(Photo-based point labeling data)
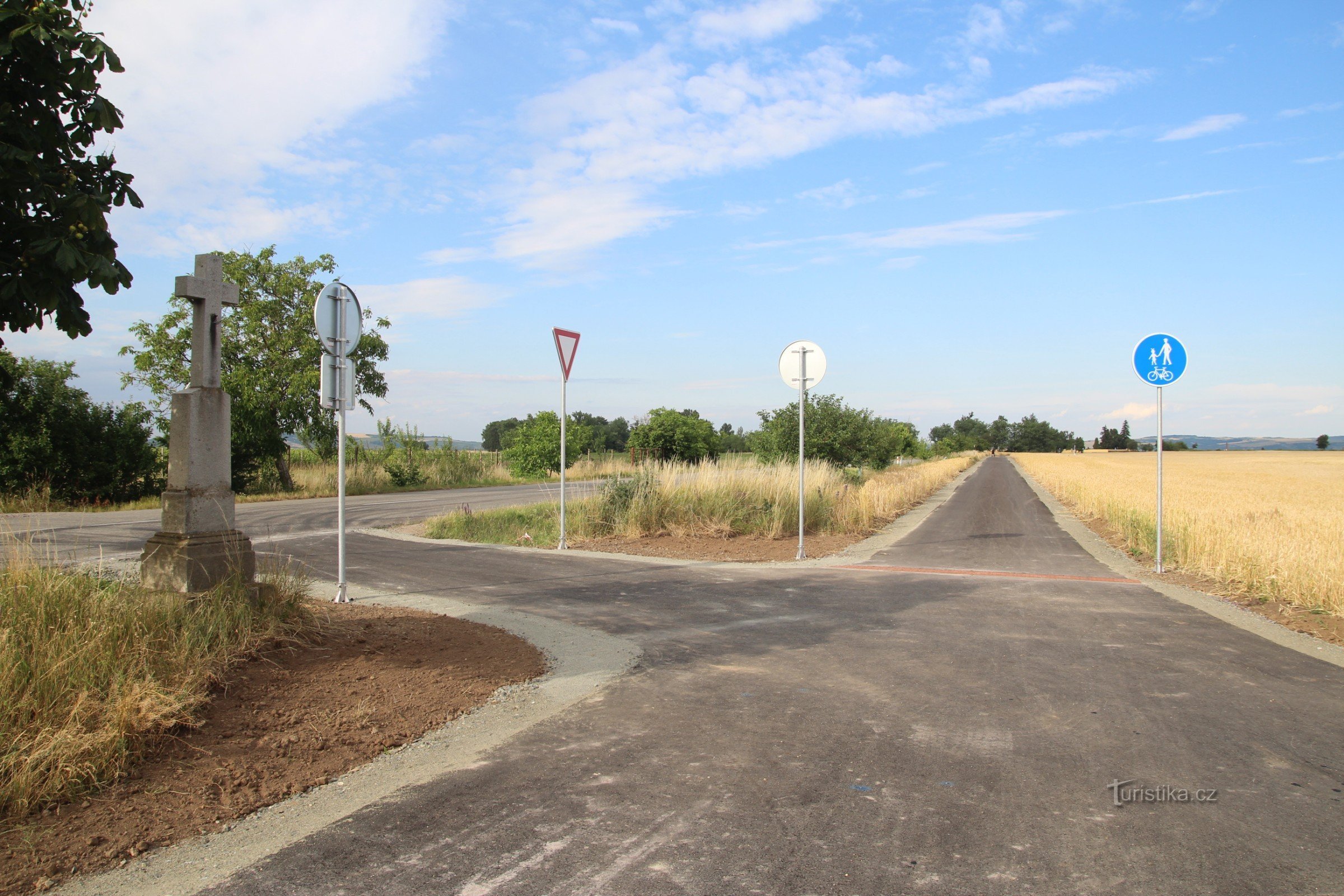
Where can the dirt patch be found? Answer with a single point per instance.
(292, 719)
(1322, 625)
(743, 548)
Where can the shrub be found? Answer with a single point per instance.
(534, 446)
(55, 438)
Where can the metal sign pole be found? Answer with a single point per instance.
(342, 597)
(1159, 479)
(803, 403)
(563, 414)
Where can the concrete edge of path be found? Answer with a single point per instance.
(1127, 566)
(581, 660)
(857, 553)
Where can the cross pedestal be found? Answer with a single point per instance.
(198, 546)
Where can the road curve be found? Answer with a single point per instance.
(84, 535)
(866, 731)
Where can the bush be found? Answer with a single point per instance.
(55, 438)
(835, 432)
(675, 436)
(534, 446)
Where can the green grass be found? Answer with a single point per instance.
(93, 671)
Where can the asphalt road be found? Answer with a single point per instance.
(866, 731)
(84, 535)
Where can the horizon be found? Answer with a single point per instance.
(978, 206)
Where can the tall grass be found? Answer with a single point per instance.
(92, 669)
(716, 500)
(1267, 524)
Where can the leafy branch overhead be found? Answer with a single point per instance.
(54, 195)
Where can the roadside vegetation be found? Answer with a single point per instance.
(95, 669)
(714, 500)
(1262, 524)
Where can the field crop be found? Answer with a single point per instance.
(93, 669)
(717, 500)
(1265, 524)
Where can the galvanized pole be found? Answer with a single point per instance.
(803, 403)
(563, 414)
(342, 597)
(1159, 479)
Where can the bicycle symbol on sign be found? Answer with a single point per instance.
(1160, 358)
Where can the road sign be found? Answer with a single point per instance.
(566, 346)
(337, 315)
(327, 314)
(791, 361)
(1159, 359)
(338, 393)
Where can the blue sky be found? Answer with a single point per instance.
(969, 206)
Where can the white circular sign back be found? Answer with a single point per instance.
(792, 361)
(327, 316)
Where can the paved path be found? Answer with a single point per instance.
(82, 535)
(867, 731)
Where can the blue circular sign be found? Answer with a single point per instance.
(1160, 359)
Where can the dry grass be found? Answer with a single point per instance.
(716, 500)
(93, 669)
(1267, 524)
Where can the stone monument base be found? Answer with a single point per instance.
(197, 562)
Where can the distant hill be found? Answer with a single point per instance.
(1249, 442)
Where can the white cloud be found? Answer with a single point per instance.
(902, 264)
(1206, 125)
(221, 93)
(1316, 160)
(758, 21)
(986, 228)
(1076, 137)
(1201, 8)
(1178, 199)
(432, 297)
(1132, 412)
(610, 139)
(744, 210)
(454, 255)
(617, 25)
(839, 195)
(1308, 110)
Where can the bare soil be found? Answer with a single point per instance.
(291, 719)
(1322, 625)
(743, 547)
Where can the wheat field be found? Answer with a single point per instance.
(1267, 524)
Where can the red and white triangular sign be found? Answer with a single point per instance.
(566, 346)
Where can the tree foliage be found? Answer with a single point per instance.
(55, 438)
(675, 436)
(534, 446)
(269, 359)
(837, 433)
(54, 195)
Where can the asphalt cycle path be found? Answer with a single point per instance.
(944, 718)
(76, 535)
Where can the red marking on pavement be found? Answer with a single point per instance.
(991, 573)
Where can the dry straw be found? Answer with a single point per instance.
(1267, 524)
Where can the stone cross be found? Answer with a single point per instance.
(209, 295)
(198, 546)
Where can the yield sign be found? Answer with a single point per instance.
(566, 344)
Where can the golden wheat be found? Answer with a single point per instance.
(1268, 524)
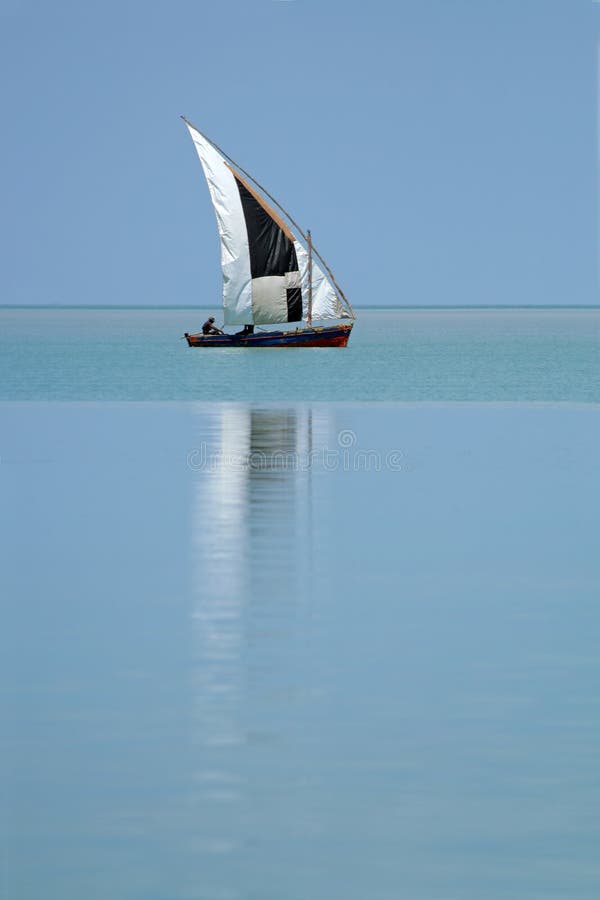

* Short problem *
Rewrite all of the material with every "single point" changed to "one point" and everything else left as it is, omitting the pictures from your answer.

* Result *
Where can the dirt patch be found? Answer with a one point per instance.
(292, 719)
(1322, 625)
(743, 548)
Where can the shrub be found? Answer with a one point per instance.
(534, 446)
(55, 438)
Where can the metal sign pole be found? Answer with a one point per instance.
(342, 597)
(1159, 479)
(803, 403)
(563, 414)
Where can the concrete edge of path be found? Answer with a one point per instance.
(1127, 566)
(581, 660)
(857, 553)
Where can the cross pedestal be found? Answer with a one point per instance.
(198, 546)
Where can the road curve be found? Answer with a one point per instance.
(84, 535)
(866, 731)
Where can the bush be found? Answer with a one point per instance.
(55, 438)
(835, 432)
(675, 436)
(534, 446)
Where can the green grass be found? Answer with a one point per instance.
(93, 671)
Where can the asphalt road be found? Answer with a one point per instance.
(866, 731)
(84, 535)
Where can the horizon be found? Answer with a one point per instance.
(978, 206)
Where can the tall grass be found? Answer with a one point per instance.
(92, 669)
(716, 500)
(1267, 524)
Where can the leafy branch overhead be found? Answer with a one point per instance.
(54, 195)
Where can the roadside vegetation be found? Answer with a one point per instance.
(95, 669)
(714, 500)
(1262, 524)
Where can the field crop be found? Answer with a one point per instance.
(93, 669)
(717, 500)
(1265, 524)
Where can the galvanized pole be found? Answer with a one point per instance.
(803, 403)
(563, 414)
(342, 597)
(1159, 479)
Where can the bicycle symbol on sign be found? Answer with a one point per instance.
(1160, 358)
Where can the road sign be found? Answer with a one point per instance.
(566, 346)
(337, 315)
(327, 314)
(791, 361)
(1159, 359)
(338, 393)
Where can the blue sky be found? Answer with a one point per instance.
(969, 206)
Where can the white circular sign back be found? Answer with a one point per instance.
(792, 361)
(327, 316)
Where can the paved path be found? Answer with a one point per instance.
(82, 535)
(867, 731)
Where can the blue circular sign be found? Answer with a one point per instance.
(1160, 359)
Where can the dry grass be found? Answer with a one point per instance.
(716, 500)
(93, 669)
(1267, 524)
Where can the stone monument base be found? Answer with a one point per instance.
(197, 562)
Where can the distant hill be found? Answer with a one point per instance.
(1249, 442)
Where can the white cloud be found? Answer with a one point per instance.
(902, 264)
(1206, 125)
(221, 93)
(1316, 160)
(758, 21)
(986, 228)
(1076, 137)
(1201, 8)
(1178, 199)
(432, 297)
(1132, 412)
(610, 139)
(744, 210)
(454, 255)
(617, 25)
(839, 195)
(1308, 110)
Where can the bare soil be found? Answer with a one point per instance.
(291, 719)
(1322, 625)
(743, 547)
Where can the wheat field be found? Answer with a one point per instance.
(1267, 524)
Where can the red and white triangular sign be found? Answer with a one point per instance.
(566, 346)
Where can the tree foliage be found? Answer with a one point per instance.
(55, 438)
(675, 436)
(534, 446)
(269, 359)
(837, 433)
(54, 195)
Where can the asphalt cycle path be found? Answer with a one point per instance.
(944, 718)
(76, 535)
Where can the red marking on pavement be found? Answer with a one point per instance.
(991, 573)
Where can the dry straw be found? Answer with a one point per instance.
(1267, 524)
Where can the stone cross be found? Answer with a one point per instance.
(209, 295)
(198, 546)
Where can the yield sign be found? Answer with a one point per instance.
(566, 344)
Where can the golden wheat be found? Answer with a one point per instance.
(1268, 524)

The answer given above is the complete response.